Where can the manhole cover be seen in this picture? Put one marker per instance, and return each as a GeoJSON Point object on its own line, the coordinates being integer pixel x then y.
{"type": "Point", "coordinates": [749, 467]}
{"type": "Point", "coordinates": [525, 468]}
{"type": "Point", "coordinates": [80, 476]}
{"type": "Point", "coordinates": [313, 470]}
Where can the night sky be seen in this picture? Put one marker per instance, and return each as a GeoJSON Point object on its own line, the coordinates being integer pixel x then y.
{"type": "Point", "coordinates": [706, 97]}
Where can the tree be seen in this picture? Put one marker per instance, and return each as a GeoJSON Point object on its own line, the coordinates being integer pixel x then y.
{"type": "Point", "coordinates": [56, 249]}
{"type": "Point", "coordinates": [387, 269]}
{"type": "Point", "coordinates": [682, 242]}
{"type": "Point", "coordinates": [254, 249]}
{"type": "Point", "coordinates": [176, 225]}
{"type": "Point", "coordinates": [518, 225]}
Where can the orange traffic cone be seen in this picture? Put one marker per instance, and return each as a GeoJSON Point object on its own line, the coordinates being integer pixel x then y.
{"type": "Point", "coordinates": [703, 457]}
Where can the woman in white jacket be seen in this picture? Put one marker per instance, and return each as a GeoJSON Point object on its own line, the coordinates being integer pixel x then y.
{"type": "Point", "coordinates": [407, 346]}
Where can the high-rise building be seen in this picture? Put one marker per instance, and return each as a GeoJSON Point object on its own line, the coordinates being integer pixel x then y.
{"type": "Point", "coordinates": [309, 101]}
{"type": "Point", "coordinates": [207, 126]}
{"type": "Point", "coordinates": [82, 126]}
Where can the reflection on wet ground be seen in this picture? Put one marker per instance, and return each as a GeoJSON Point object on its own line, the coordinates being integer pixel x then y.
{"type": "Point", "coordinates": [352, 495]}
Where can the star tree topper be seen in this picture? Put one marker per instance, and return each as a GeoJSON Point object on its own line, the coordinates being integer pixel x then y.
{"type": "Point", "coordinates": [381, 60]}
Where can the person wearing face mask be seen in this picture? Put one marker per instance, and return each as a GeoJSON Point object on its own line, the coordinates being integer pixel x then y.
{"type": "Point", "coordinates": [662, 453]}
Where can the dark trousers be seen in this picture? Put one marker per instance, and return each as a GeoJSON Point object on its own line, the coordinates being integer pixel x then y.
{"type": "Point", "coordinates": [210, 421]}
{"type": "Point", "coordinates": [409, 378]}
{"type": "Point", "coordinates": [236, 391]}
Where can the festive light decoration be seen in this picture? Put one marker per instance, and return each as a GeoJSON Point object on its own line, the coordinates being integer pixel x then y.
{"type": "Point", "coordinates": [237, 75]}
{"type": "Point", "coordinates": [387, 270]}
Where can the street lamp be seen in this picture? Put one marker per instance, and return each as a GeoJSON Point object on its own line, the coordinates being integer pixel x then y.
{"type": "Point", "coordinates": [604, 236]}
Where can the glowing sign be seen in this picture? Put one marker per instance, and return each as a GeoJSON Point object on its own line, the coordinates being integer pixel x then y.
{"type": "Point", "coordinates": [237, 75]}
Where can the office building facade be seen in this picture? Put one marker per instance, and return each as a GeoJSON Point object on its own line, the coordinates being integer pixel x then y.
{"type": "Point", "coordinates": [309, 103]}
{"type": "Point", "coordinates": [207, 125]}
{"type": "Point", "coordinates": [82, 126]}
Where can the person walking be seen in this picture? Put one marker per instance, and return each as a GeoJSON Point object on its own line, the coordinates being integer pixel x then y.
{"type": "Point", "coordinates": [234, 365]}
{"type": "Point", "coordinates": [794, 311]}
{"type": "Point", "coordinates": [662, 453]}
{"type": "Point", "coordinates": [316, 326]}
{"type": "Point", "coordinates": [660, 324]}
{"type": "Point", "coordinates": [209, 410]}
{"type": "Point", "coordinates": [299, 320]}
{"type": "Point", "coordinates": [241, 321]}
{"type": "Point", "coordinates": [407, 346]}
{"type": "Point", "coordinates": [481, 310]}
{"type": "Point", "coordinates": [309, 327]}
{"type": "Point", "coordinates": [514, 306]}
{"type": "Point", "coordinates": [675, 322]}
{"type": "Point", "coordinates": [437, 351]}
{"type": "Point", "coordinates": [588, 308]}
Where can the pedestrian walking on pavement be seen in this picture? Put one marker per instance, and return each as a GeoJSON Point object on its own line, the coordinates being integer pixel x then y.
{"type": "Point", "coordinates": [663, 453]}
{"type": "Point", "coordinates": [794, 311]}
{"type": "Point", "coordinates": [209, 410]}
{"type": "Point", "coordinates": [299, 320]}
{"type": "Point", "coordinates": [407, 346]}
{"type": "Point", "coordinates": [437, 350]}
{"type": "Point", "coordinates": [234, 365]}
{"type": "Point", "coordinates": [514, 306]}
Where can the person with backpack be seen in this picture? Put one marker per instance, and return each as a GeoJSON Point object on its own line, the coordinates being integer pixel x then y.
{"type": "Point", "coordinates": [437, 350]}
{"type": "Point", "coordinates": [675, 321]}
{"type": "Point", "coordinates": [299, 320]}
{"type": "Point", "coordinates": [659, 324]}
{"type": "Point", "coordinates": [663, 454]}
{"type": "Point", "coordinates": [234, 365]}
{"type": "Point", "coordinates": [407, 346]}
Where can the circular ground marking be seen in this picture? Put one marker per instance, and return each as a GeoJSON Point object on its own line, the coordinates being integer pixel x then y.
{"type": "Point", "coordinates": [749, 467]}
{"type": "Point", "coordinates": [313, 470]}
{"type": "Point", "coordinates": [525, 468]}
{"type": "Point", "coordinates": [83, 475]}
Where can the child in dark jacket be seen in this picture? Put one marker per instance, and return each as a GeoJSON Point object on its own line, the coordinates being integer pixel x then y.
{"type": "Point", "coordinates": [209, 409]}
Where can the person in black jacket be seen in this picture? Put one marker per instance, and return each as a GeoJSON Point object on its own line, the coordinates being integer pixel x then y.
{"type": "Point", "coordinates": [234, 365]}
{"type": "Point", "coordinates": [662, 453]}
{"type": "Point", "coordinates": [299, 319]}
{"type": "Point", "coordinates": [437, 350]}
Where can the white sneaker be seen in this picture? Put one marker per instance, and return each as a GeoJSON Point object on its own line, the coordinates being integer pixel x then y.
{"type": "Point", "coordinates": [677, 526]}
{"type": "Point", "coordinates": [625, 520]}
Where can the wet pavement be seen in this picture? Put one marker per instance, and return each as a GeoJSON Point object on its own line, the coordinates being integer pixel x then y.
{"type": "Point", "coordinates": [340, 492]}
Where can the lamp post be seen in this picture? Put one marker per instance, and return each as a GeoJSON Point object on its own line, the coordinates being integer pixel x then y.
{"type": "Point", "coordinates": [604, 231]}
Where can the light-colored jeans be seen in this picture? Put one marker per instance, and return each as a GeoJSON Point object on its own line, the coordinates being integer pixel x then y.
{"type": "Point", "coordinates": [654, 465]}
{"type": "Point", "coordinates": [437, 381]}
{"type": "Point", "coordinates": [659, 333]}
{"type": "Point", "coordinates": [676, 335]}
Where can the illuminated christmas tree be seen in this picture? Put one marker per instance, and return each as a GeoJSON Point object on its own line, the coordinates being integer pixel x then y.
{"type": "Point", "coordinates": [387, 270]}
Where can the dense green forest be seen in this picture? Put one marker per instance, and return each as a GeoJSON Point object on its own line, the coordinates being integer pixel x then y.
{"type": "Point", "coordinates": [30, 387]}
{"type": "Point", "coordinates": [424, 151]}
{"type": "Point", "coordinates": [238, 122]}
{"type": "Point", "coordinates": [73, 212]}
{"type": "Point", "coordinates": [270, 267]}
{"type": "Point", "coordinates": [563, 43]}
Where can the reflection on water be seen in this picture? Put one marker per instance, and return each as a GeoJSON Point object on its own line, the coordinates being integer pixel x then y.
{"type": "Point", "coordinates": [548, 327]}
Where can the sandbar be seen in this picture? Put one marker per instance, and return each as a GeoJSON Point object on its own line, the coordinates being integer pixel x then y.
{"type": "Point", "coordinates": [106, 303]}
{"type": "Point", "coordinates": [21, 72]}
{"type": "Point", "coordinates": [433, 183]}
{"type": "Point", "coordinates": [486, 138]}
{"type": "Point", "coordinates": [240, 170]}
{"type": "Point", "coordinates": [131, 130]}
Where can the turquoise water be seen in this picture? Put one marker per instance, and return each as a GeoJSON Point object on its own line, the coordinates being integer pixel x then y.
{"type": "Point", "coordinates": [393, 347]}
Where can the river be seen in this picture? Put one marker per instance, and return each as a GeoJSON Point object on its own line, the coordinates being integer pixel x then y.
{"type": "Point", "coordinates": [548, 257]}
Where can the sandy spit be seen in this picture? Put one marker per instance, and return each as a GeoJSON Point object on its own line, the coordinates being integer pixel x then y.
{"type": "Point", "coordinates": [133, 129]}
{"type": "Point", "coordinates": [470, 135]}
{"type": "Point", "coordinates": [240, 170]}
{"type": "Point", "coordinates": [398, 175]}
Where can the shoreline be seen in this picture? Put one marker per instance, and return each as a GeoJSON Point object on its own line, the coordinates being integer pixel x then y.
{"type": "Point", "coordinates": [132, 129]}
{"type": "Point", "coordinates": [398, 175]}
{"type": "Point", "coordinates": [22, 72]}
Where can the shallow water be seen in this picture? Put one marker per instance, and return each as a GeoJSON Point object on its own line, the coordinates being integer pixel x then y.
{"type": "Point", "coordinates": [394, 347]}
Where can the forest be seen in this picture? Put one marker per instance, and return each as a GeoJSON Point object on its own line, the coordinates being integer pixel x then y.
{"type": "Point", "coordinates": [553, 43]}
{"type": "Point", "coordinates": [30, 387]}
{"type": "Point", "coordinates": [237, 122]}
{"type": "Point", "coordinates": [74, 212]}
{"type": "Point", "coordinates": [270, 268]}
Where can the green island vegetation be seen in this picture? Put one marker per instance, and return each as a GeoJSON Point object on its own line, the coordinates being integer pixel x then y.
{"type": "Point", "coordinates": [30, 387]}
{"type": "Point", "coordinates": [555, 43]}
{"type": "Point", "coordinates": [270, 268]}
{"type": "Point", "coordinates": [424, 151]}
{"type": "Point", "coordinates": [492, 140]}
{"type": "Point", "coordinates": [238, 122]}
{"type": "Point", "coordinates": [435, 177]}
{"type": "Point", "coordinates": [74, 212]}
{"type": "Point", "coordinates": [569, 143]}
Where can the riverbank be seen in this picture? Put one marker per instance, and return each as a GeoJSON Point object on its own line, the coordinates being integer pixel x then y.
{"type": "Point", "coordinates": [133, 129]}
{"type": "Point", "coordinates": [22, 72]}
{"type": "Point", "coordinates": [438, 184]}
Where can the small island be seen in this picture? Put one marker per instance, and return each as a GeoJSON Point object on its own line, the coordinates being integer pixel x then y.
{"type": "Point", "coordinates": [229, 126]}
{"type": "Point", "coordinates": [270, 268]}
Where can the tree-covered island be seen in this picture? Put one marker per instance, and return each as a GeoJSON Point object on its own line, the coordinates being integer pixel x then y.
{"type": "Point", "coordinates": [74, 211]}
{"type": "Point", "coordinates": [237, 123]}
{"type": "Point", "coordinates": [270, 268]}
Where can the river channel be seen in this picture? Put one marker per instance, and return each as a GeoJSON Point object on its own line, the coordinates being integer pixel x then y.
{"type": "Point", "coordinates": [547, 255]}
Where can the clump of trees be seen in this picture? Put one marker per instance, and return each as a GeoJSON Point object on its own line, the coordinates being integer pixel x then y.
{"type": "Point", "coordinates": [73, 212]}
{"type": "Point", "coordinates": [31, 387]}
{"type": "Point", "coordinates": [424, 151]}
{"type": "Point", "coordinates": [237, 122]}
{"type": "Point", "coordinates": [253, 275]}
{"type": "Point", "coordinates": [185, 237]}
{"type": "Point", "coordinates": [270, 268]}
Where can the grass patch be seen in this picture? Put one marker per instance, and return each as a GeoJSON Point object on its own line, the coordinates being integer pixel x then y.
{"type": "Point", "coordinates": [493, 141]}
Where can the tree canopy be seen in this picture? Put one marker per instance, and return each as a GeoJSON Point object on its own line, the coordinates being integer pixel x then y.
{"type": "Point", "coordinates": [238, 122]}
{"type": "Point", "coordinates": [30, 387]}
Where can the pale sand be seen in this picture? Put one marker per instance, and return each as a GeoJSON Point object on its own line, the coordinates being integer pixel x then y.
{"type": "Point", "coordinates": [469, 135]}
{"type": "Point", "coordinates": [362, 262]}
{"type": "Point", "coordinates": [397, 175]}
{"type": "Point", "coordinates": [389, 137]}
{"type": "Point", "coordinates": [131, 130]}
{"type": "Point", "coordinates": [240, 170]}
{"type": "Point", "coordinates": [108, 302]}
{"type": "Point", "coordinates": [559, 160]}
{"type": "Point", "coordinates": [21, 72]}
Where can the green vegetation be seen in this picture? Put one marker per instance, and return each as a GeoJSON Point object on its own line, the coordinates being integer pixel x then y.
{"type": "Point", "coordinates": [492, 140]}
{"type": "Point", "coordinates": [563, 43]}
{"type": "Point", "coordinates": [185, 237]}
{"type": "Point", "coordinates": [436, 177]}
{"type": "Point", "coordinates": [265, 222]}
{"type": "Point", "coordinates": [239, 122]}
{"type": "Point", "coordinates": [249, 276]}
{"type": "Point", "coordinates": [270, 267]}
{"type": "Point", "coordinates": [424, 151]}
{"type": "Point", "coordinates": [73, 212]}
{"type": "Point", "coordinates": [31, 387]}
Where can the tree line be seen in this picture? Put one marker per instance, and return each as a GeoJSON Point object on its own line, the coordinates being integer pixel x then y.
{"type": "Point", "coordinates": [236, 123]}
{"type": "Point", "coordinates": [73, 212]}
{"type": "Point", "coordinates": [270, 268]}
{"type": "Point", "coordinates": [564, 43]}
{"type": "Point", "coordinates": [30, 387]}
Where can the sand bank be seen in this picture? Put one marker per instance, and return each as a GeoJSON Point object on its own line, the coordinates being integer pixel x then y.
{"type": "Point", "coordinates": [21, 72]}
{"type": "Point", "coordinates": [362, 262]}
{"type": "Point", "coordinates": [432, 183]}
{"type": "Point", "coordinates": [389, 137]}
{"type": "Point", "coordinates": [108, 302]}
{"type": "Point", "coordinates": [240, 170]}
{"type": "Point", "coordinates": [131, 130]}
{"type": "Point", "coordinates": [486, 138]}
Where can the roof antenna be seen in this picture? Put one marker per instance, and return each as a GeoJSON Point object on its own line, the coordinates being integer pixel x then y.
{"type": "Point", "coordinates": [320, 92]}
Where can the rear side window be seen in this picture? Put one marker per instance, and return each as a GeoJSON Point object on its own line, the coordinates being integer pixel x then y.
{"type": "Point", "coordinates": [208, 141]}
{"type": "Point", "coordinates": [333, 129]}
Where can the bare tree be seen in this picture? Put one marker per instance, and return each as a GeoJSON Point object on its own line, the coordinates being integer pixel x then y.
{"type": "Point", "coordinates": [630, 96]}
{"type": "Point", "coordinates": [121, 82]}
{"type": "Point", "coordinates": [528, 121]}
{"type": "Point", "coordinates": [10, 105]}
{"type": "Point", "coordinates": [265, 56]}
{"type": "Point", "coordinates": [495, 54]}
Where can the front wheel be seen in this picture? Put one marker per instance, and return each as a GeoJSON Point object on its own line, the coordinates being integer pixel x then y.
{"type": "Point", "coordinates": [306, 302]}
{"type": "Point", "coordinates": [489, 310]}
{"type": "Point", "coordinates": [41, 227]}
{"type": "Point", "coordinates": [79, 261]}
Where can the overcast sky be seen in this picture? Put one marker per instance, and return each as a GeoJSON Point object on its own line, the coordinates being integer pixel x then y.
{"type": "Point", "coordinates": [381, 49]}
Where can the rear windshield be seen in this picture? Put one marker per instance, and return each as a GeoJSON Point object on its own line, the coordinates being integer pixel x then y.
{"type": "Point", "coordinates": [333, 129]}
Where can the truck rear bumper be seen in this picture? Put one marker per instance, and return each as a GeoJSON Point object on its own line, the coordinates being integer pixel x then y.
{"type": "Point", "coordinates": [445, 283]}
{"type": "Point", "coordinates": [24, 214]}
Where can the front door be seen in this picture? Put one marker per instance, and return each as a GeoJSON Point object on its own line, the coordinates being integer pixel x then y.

**Aim of the exercise**: What you return must match, line for line, the data from the line containing "Where can the rear windshield" to its end, both ends included.

**Written answer**:
Where can the rear windshield be seen in this picture? Put one marker per instance, and return each as a GeoJSON Point object on its own line, the coordinates being integer pixel x then y.
{"type": "Point", "coordinates": [333, 129]}
Where can the truck rear bumper be seen in this picture? Put one marker per instance, and return each as a GeoJSON Point object on its own line, the coordinates being integer pixel x then y.
{"type": "Point", "coordinates": [445, 283]}
{"type": "Point", "coordinates": [24, 214]}
Where can the front door be seen in this picture? Put one marker per instance, and return each as a GeoJSON Point object on its own line, the coordinates being integer pixel x then y.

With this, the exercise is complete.